→ Data for this exercise:

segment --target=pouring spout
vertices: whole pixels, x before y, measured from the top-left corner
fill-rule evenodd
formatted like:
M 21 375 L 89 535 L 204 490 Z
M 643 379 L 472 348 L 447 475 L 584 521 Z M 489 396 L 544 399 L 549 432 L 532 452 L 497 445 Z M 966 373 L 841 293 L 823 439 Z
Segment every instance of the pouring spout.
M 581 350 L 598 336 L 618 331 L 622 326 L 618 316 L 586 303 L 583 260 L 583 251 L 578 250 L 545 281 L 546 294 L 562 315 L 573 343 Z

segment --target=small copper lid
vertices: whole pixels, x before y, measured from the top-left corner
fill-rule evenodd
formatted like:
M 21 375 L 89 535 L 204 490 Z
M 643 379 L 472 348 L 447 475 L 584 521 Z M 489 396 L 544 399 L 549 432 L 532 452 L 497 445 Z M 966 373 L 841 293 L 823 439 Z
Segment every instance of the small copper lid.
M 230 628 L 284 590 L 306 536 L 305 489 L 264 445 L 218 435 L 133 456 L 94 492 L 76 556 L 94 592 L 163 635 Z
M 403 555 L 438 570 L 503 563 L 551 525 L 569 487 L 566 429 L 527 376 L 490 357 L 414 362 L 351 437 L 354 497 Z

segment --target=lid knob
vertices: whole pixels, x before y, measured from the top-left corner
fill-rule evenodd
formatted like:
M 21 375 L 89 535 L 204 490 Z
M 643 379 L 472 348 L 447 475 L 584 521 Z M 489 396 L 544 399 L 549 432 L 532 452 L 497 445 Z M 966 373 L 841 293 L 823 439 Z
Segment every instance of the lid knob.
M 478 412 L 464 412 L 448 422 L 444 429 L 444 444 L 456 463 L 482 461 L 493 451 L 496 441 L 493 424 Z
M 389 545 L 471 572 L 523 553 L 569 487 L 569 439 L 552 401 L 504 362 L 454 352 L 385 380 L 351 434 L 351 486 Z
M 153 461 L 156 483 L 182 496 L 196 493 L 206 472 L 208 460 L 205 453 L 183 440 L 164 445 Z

→ Your goal:
Please print the material again in full, exactly as it is.

→ Task output:
segment --target=pouring spout
vertices: whole pixels, x before y, measured from the top-left corner
fill-rule evenodd
formatted like:
M 21 375 L 89 535 L 204 490 Z
M 643 379 L 472 348 L 447 475 L 584 521 Z M 489 396 L 544 399 L 549 432 L 532 452 L 497 445 Z M 966 373 L 841 293 L 823 439 Z
Segment every instance of the pouring spout.
M 581 350 L 598 336 L 618 331 L 622 326 L 618 316 L 586 303 L 583 260 L 583 251 L 578 250 L 545 281 L 546 294 L 562 315 L 573 343 Z

segment --target=small copper lid
vertices: whole pixels, x before y, measured from the top-left corner
fill-rule evenodd
formatted like:
M 21 375 L 89 535 L 204 490 Z
M 643 379 L 472 348 L 447 475 L 584 521 Z M 489 396 L 544 399 L 549 432 L 532 452 L 497 445 Z M 966 373 L 841 293 L 823 439 Z
Segment every instance of the small copper lid.
M 230 628 L 284 590 L 306 536 L 305 489 L 264 445 L 218 435 L 133 456 L 94 492 L 76 556 L 94 592 L 163 635 Z
M 403 555 L 438 570 L 503 563 L 551 525 L 569 487 L 566 429 L 527 376 L 490 357 L 414 362 L 351 437 L 354 497 Z

segment --target=lid knob
vertices: whole pixels, x before y, measured from the top-left corner
fill-rule evenodd
formatted like:
M 21 375 L 89 535 L 204 490 Z
M 643 379 L 472 348 L 447 475 L 584 521 Z M 489 396 L 544 399 L 549 432 L 532 452 L 497 445 Z M 966 373 L 841 293 L 823 439 Z
Segment every instance of the lid knob.
M 478 412 L 464 412 L 448 422 L 444 429 L 444 444 L 456 463 L 482 461 L 493 451 L 496 441 L 493 424 Z
M 389 545 L 471 572 L 523 553 L 569 487 L 569 439 L 552 401 L 504 362 L 454 352 L 385 380 L 351 434 L 351 486 Z
M 153 461 L 156 483 L 182 496 L 196 493 L 206 472 L 208 460 L 205 453 L 183 440 L 164 445 Z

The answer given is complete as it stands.